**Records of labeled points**

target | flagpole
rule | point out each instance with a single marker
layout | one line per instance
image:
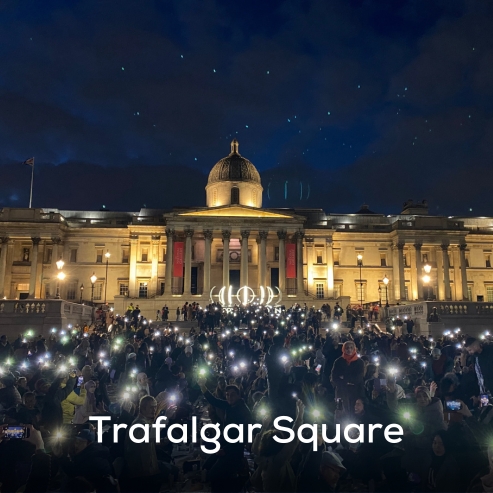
(32, 179)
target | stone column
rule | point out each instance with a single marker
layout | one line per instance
(299, 263)
(262, 258)
(282, 260)
(419, 270)
(446, 272)
(132, 285)
(155, 262)
(187, 282)
(244, 258)
(207, 261)
(55, 256)
(402, 278)
(330, 268)
(4, 242)
(226, 238)
(168, 275)
(463, 271)
(34, 267)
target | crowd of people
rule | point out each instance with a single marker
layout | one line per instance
(245, 365)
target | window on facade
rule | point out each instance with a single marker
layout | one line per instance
(143, 290)
(73, 255)
(48, 256)
(72, 290)
(337, 255)
(125, 255)
(25, 254)
(235, 195)
(145, 255)
(360, 292)
(98, 290)
(489, 294)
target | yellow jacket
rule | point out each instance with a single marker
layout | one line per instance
(68, 405)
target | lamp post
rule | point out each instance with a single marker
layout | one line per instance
(360, 264)
(60, 276)
(107, 255)
(386, 282)
(426, 280)
(93, 281)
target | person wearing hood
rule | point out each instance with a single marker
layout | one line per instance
(84, 411)
(89, 460)
(347, 377)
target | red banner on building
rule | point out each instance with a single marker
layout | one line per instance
(290, 261)
(178, 249)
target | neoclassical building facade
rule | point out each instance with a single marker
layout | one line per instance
(157, 257)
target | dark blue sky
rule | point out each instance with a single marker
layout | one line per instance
(129, 103)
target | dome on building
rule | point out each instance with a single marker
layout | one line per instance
(234, 168)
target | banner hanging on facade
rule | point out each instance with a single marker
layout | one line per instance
(290, 261)
(178, 247)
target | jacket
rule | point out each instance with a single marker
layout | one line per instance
(68, 405)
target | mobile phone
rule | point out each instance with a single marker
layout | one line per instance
(16, 432)
(453, 405)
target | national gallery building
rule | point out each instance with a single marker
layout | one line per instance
(234, 250)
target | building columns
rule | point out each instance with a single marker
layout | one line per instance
(330, 269)
(207, 261)
(187, 282)
(463, 272)
(168, 275)
(446, 272)
(244, 258)
(419, 270)
(226, 238)
(34, 268)
(4, 241)
(282, 260)
(299, 262)
(262, 258)
(402, 279)
(155, 262)
(132, 282)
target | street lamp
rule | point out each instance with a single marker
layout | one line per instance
(60, 276)
(93, 281)
(107, 255)
(427, 279)
(360, 264)
(386, 282)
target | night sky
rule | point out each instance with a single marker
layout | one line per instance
(130, 103)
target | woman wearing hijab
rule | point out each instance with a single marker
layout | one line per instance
(87, 409)
(347, 377)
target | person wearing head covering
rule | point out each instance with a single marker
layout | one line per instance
(83, 412)
(347, 377)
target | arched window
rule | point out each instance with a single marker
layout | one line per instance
(235, 196)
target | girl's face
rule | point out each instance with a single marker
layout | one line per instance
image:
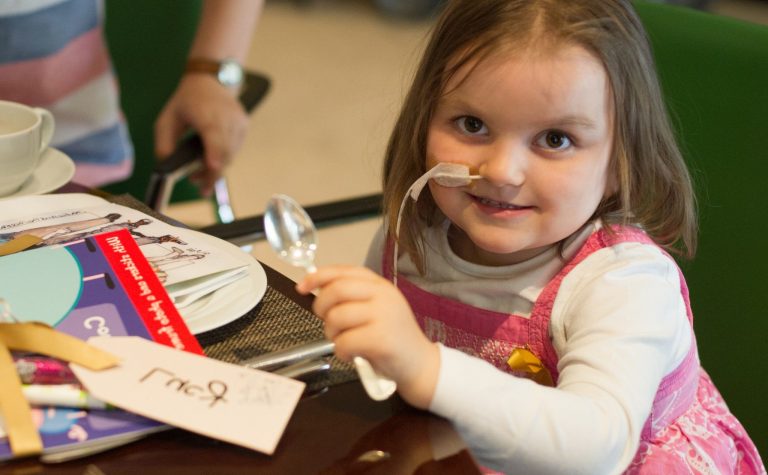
(538, 128)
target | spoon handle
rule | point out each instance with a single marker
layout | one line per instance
(377, 386)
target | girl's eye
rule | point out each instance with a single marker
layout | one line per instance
(555, 140)
(471, 125)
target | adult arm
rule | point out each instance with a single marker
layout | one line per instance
(200, 102)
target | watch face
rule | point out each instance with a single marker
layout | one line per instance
(230, 73)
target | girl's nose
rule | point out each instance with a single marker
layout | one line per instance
(505, 165)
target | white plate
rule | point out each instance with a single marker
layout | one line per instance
(54, 171)
(231, 301)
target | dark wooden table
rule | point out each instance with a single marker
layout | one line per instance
(327, 434)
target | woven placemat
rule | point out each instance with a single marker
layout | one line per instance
(277, 322)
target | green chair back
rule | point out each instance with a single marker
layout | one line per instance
(149, 41)
(714, 73)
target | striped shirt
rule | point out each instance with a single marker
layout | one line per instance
(53, 55)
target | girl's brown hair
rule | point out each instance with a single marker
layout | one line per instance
(654, 187)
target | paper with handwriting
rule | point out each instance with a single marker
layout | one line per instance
(232, 403)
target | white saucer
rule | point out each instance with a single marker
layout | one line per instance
(54, 170)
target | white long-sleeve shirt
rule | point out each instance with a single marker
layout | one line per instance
(618, 326)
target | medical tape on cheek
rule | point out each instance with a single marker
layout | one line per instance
(445, 174)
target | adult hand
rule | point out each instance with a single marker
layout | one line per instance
(365, 315)
(204, 105)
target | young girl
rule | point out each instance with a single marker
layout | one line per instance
(563, 330)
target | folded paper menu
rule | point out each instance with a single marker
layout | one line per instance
(185, 262)
(99, 285)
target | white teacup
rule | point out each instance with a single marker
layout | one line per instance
(25, 133)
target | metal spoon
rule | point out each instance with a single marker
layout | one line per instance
(292, 234)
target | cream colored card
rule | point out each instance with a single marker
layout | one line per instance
(221, 400)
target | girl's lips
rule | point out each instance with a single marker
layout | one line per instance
(490, 206)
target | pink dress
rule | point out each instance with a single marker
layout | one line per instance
(690, 429)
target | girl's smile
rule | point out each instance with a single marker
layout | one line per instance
(498, 209)
(537, 125)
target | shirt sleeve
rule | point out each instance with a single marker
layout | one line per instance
(618, 326)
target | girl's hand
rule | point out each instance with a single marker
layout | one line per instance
(365, 315)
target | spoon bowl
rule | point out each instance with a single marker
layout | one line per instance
(291, 232)
(293, 236)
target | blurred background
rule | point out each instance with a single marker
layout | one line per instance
(339, 71)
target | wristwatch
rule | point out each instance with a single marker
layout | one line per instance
(227, 71)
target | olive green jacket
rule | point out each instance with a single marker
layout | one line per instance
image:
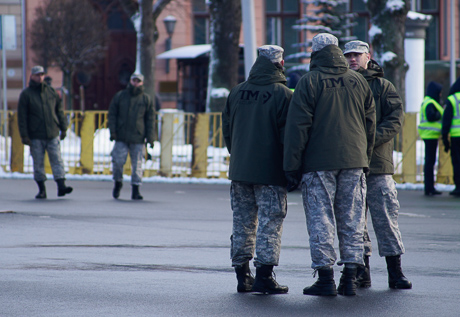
(331, 119)
(389, 117)
(131, 116)
(253, 123)
(40, 113)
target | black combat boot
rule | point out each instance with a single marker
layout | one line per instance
(324, 286)
(62, 188)
(266, 283)
(41, 190)
(136, 195)
(116, 189)
(347, 284)
(363, 274)
(396, 278)
(244, 277)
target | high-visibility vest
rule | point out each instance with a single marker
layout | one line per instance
(426, 129)
(455, 102)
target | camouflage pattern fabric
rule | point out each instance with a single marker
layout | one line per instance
(37, 150)
(382, 199)
(339, 195)
(120, 153)
(258, 215)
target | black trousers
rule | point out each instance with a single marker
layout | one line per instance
(431, 147)
(455, 155)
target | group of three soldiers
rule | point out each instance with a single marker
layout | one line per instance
(334, 136)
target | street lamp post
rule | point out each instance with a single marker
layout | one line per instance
(170, 23)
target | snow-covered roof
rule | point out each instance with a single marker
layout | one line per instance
(186, 52)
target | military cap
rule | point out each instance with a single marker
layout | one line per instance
(356, 47)
(273, 52)
(322, 40)
(137, 76)
(37, 70)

**REQUIREMENT**
Transcribe the preceding listing in its entirety and with exact wording, leaving out pictures.

**FULL OUTPUT**
target | flagpole
rule | point out each instance with a single marker
layout | one line per instance
image:
(32, 179)
target | stone column
rule | point out each instance with a single marker
layout | one line per instance
(299, 263)
(262, 258)
(282, 260)
(419, 270)
(446, 272)
(132, 285)
(155, 262)
(187, 282)
(244, 258)
(207, 261)
(55, 256)
(402, 278)
(330, 268)
(4, 242)
(226, 238)
(168, 275)
(463, 271)
(34, 267)
target | crowd of people
rule | point out each instance with a single marker
layout | one line per instance
(245, 365)
target | window on facade
rule | point out each instance with a single marker
layout | one line per instance
(143, 290)
(73, 255)
(48, 256)
(72, 290)
(337, 255)
(125, 255)
(25, 254)
(235, 195)
(145, 255)
(360, 292)
(98, 290)
(489, 294)
target | yellow jacket
rule | point out each instance with a single marker
layout | one line per instance
(68, 405)
target | lamp post
rule | point out each instance with a single marker
layout | one line per instance
(360, 264)
(60, 276)
(107, 255)
(386, 282)
(426, 280)
(93, 281)
target | person wearing hood
rule | point out each instance with a single marker
layout | one line per instance
(84, 411)
(89, 460)
(347, 377)
target | red banner on building
rule | point out each instance with a single marker
layout | one line per instance
(290, 261)
(178, 249)
target | neoclassical building facade
rule | point out each instance with a single marker
layout | one line per instance
(157, 257)
target | dark blue sky
rule | point out each instance with a single marker
layout | one line per instance
(129, 103)
target | dome on building
rule | point out each instance with a single marker
layout | one line per instance
(234, 168)
target | banner hanging on facade
rule | point out each instance with a single marker
layout | one line per instance
(290, 261)
(178, 247)
target | jacket
rule | point out each instance with a single marker
layout | one line per instance
(68, 405)
target | mobile phone
rule | point out each instance with a single marker
layout | one line per instance
(16, 432)
(453, 405)
target | national gallery building
rule | point out each instance with a single marker
layout | one line per instance
(234, 250)
target | building columns
rule | point out each instance with a single marker
layout | one line per instance
(330, 269)
(207, 261)
(187, 282)
(463, 272)
(168, 275)
(446, 272)
(244, 258)
(419, 270)
(226, 238)
(34, 268)
(4, 241)
(282, 260)
(299, 262)
(262, 258)
(402, 279)
(155, 262)
(132, 282)
target | street lamp
rule | point out each instance with a single marker
layout | one line per instance
(60, 276)
(93, 281)
(107, 255)
(427, 279)
(360, 264)
(386, 282)
target | night sky
rule | point out each instance with a single marker
layout | one line per instance
(130, 103)
target | woman wearing hijab
rule | point out each instance with a single marker
layout | one line per instance
(87, 409)
(347, 377)
target | person wearing head covering
rule | point out each instance with a single marker
layout | one line per instance
(83, 412)
(347, 377)
target | arched window
rule | point out each instance with a single marker
layout | one line per instance
(235, 196)
target | girl's face
rule | point out each instance with a single marker
layout | one line per instance
image:
(538, 128)
target | spoon handle
rule | point out each instance with a single marker
layout | one line per instance
(377, 386)
target | girl's eye
rule | point out each instance with a single marker
layout | one line per instance
(555, 140)
(471, 125)
target | adult arm
rule | point out each instance with a single marker
layout | one line per instance
(200, 102)
target | watch face
rule | point out each instance with a single marker
layout | one line per instance
(230, 73)
target | girl's nose
rule | point out each instance with a single marker
layout | one line per instance
(505, 165)
target | white plate
rule | point out each instance with a single marker
layout | one line per instance
(54, 171)
(231, 301)
target | dark wooden table
rule | point out each instance with a single marker
layout | one line per instance
(327, 434)
target | woven placemat
rule | point out each instance with a single marker
layout | one line per instance
(277, 322)
target | green chair back
rule | point out each instance with a single marker
layout | one line per instance
(149, 41)
(714, 73)
target | striped shirt
rule | point out each instance with a single marker
layout | one line per instance
(53, 55)
target | girl's brown hair
rule | point out each instance with a single marker
layout | one line per instance
(654, 187)
target | paper with handwriting
rule | point out each instance with a single marker
layout | one line per instance
(232, 403)
target | white saucer
rule | point out each instance with a single marker
layout | one line per instance
(54, 170)
target | white long-sleeve shirt
rule | point out each instance with a single marker
layout | one line per instance
(618, 326)
target | medical tape on cheek
rule | point out each instance with a single marker
layout | one line per instance
(445, 174)
target | adult hand
rule | point out each instance with a single marker
layout | one line per instance
(365, 315)
(204, 105)
target | young girl
rule | point out each instance with a single marker
layout | one line per instance
(563, 330)
target | folded paper menu
rule | point out each instance with a single marker
layout | one line per instance
(185, 262)
(99, 285)
target | white teacup
rule | point out each instance with a single marker
layout | one line per instance
(25, 133)
target | metal spoon
rule | point out each instance with a single marker
layout | one line per instance
(292, 234)
target | cream colored card
rule | point out each instance with a single marker
layout | one line per instance
(221, 400)
target | girl's lips
rule | point out each instance with a single marker
layout | one line per instance
(490, 206)
target | pink dress
rule | point out each instance with a single marker
layout | one line per instance
(690, 429)
target | girl's smile
rule | point out each instance with a single marker
layout | one line per instance
(498, 209)
(537, 125)
target | shirt sleeve
rule | point out each instance with a single marker
layout | one line per instance
(618, 326)
target | girl's hand
rule | point out each instance with a single marker
layout | one line per instance
(365, 315)
target | spoon bowl
rule | point out each instance with a single marker
layout | one line per instance
(291, 232)
(293, 236)
target | blurred background
rule | point out each instance with a single marker
layout | one line per instance
(339, 71)
target | wristwatch
rule | point out each instance with a single marker
layout | one line per instance
(227, 71)
target | olive green jacket
rule | point out each instance with a single marker
layout | one line per instance
image:
(331, 119)
(389, 117)
(131, 116)
(253, 123)
(40, 113)
target | black combat boot
rule | point out each instance with a single marker
layout | one line per instance
(324, 286)
(62, 188)
(266, 283)
(41, 190)
(136, 195)
(116, 189)
(347, 284)
(363, 274)
(396, 278)
(244, 277)
target | high-visibility vest
rule | point out each instance with a single marker
layout | one line per instance
(426, 129)
(455, 102)
target | camouflage pattern fabric
rule | point out each instance with a single marker
layout | one line per instance
(37, 150)
(382, 199)
(339, 195)
(120, 153)
(258, 215)
target | black trousers
rule | point out each instance with a single marker
layout | one line per instance
(431, 147)
(455, 155)
target | group of three soldiers
rule | point out each instance with a single marker
layout | one line per instance
(334, 136)
target | street lamp post
rule | point out each instance with a single marker
layout | one line per instance
(170, 23)
target | snow-covered roof
rule | point out each instance with a single marker
layout | one line per instance
(186, 52)
target | military cap
rule | point out each instance with a single marker
layout | one line per instance
(356, 47)
(273, 52)
(322, 40)
(137, 76)
(37, 70)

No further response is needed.